TASK TO CARRY OUT:
Can you write out, word for word, everything in the essay on eating disorders from "There are so" down to "even know that.)"?

There are so many types of Eating Disorders. Some may not even be aware that, for example, Orthorexia (an obsession with eating only “pure”, “right”, or “proper” foods) was an ED. (what the heck, right? I didn’t even know that.)
Whatever type people are suffering from, they are still suffering. Let’s not treat it less than it should be.
An Eating Disorder and doing drugs may be two totally different things, but they have one thing in common. They deliver temporary satisfaction that keep you wanting more of it. It becomes an addiction and you find yourself doing it to feel that “high”.
I’m going to talk about Bulimia in this case. I was 16 when I first introduced the life of “Binge and Purge” to myself. I’m not sure if I can describe in full detail how it made me feel, but after an episode I felt a sense of control and satisfaction within myself. It feels as if you can do something so horrible, but not suffer the consequences. In this case, eating 5,000 calories in one sitting would be the horrible, and discarding it would grant you immunity from the consequences of gaining weight.
This was a daily routine for me for about 5 years, until one day I had to go to the hospital and they stuck a Nasogastric Tube up my nose, down my throat, and into my stomach to check for bleeding (It was the WORST! I seriously wanted to punch someone! My mom said I had to cooperate or else it will take longer. Ugh!).

DATASET:
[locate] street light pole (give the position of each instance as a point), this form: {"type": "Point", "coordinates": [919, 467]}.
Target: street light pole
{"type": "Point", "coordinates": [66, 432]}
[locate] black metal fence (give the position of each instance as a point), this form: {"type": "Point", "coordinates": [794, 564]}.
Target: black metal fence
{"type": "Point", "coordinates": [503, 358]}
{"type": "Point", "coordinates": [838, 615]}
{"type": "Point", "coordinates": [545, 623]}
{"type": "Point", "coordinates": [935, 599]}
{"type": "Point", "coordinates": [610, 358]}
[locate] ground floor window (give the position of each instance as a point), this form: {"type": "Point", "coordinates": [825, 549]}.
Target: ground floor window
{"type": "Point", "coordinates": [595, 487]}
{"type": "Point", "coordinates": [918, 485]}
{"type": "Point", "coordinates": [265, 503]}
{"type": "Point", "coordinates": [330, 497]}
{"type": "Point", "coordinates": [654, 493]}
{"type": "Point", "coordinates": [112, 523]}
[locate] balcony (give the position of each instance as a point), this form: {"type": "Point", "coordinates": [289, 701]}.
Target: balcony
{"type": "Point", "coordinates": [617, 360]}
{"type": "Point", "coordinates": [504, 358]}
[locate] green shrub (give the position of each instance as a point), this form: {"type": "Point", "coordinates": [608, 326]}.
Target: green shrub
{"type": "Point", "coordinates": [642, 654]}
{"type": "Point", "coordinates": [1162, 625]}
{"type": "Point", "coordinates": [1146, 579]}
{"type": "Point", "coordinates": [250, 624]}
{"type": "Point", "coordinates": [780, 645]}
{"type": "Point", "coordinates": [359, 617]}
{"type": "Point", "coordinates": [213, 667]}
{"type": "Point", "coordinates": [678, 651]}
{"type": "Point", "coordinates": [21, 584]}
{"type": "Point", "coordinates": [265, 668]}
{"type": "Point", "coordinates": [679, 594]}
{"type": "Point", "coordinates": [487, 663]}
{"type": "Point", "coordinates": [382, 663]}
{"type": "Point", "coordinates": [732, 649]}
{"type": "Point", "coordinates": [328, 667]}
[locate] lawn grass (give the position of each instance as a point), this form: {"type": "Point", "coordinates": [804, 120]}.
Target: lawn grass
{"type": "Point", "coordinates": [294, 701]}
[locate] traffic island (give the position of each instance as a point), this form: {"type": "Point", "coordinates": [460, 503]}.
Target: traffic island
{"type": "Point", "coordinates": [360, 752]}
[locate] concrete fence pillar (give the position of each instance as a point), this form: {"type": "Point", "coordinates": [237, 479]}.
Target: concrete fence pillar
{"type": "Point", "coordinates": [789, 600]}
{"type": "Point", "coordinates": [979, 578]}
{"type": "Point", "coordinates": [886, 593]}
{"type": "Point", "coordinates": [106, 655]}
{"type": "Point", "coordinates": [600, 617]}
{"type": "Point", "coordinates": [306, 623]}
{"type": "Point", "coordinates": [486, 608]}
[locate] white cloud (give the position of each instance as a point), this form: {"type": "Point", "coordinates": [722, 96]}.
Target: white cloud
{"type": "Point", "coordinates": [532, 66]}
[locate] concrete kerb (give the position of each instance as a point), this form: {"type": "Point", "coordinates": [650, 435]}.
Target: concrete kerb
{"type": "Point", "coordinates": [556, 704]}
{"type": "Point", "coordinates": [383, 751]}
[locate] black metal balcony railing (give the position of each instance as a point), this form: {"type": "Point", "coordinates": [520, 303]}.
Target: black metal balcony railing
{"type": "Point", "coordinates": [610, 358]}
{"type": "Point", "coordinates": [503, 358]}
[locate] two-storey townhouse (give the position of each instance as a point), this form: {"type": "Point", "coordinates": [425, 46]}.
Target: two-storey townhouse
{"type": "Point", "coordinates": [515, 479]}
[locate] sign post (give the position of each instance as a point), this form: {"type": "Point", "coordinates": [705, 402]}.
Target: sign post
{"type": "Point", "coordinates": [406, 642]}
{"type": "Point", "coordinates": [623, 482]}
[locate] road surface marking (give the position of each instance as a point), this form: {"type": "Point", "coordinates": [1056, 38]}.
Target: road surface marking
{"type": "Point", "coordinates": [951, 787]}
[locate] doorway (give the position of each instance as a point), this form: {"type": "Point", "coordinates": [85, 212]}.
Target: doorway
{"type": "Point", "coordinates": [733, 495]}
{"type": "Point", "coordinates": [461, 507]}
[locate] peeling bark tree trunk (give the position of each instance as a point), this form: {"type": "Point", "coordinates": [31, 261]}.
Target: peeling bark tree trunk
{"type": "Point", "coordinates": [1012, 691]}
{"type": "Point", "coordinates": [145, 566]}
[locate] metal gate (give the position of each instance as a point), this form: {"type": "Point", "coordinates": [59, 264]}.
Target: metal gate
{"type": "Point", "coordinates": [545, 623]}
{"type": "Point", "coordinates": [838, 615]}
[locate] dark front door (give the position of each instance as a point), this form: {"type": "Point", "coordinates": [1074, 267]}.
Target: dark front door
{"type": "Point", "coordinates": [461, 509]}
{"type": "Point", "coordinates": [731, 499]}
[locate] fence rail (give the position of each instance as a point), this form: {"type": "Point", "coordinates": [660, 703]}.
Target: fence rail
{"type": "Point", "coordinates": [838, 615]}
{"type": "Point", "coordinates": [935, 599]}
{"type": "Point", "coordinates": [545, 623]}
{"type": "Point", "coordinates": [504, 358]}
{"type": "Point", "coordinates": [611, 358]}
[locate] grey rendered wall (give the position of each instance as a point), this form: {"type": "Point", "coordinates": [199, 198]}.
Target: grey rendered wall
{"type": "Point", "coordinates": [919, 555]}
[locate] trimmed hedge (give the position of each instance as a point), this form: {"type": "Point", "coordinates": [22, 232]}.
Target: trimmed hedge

* * *

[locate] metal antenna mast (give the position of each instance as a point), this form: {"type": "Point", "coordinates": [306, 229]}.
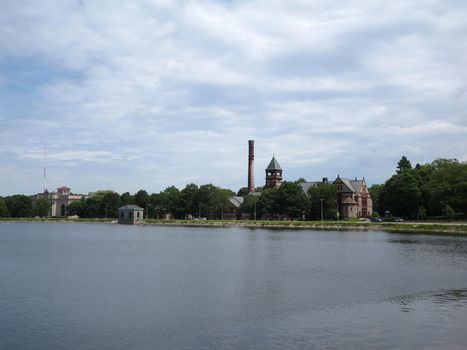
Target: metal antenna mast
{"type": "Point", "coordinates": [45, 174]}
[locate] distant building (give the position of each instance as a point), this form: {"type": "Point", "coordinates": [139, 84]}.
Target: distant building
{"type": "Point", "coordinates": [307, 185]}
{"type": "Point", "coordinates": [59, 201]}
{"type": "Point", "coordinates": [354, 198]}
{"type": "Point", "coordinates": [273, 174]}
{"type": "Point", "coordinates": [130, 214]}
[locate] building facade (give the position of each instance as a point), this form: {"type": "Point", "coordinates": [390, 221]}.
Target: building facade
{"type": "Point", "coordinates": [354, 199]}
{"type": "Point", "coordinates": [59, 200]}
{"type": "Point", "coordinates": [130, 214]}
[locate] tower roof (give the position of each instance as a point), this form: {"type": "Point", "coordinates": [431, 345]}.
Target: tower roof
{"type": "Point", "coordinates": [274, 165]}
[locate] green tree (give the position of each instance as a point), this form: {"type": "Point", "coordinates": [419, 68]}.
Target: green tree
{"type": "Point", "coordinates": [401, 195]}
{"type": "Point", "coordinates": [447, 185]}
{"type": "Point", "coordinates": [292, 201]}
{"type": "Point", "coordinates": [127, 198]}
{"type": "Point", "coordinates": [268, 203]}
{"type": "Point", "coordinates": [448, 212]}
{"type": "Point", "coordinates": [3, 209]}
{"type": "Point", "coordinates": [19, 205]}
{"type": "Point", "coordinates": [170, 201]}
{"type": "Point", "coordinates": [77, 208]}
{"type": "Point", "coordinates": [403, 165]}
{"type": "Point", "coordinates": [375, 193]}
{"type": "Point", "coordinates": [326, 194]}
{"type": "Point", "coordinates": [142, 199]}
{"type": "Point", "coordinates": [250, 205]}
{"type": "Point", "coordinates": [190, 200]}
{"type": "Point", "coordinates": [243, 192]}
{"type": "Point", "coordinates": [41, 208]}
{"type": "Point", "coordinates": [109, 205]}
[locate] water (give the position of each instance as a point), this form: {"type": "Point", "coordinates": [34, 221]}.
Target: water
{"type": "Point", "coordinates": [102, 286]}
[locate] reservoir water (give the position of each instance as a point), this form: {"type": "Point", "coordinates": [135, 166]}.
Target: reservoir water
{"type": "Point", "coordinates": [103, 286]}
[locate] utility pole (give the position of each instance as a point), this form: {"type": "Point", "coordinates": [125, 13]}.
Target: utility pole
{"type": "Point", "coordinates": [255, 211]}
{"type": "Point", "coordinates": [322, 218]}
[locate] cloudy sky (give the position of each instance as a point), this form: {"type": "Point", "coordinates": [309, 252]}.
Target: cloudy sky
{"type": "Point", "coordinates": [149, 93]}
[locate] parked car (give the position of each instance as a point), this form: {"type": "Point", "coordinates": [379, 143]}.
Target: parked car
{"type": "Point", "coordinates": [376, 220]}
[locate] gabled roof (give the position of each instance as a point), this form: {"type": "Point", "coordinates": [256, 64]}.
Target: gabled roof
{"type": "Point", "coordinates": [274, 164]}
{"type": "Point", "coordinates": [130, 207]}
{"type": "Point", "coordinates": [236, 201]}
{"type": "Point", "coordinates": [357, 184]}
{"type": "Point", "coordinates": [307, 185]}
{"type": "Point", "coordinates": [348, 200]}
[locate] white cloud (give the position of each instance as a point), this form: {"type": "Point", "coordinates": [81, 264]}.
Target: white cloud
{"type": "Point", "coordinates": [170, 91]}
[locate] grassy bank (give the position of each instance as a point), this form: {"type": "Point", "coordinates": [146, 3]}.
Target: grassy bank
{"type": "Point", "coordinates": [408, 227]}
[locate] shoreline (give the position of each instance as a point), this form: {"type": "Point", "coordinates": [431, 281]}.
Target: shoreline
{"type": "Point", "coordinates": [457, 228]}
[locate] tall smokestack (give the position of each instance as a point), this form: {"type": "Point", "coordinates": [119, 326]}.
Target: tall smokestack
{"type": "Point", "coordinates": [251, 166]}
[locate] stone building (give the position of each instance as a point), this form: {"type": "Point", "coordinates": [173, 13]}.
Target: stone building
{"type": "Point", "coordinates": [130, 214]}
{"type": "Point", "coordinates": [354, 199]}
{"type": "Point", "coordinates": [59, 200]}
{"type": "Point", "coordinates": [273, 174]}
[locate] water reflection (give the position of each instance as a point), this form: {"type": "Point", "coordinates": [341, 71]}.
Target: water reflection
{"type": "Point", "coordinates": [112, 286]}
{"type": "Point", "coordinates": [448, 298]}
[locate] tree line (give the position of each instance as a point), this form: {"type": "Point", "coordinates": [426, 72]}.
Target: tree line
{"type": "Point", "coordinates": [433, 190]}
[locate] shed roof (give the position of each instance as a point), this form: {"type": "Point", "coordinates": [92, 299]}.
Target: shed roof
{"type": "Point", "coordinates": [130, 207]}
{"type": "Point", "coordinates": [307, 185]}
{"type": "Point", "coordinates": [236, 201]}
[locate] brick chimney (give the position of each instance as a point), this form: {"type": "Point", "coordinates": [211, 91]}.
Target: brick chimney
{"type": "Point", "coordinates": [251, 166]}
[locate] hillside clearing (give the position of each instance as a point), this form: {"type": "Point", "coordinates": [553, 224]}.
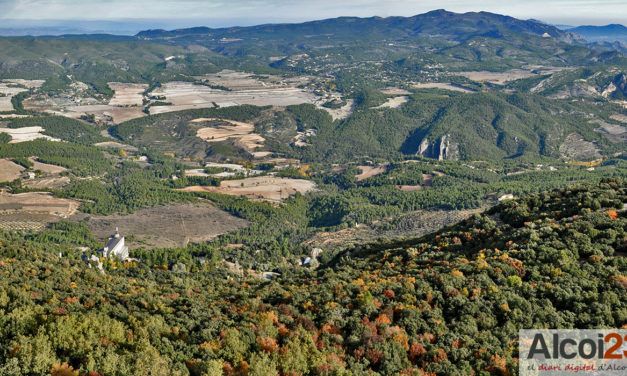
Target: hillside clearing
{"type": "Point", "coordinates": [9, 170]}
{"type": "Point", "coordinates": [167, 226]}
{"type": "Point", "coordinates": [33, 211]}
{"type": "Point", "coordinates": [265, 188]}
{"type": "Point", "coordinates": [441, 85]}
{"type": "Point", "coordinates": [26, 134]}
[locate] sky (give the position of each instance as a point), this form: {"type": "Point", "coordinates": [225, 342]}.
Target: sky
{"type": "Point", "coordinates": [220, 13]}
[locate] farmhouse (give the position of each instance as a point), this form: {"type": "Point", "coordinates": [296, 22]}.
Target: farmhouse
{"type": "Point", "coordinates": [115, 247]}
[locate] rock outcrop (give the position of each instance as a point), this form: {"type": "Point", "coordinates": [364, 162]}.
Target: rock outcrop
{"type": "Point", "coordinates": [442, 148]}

SOLUTION TO THE EXERCISE:
There are so many types of Eating Disorders. Some may not even be aware that, for example, Orthorexia (an obsession with eating only “pure”, “right”, or “proper” foods) was an ED. (what the heck, right? I didn’t even know that.)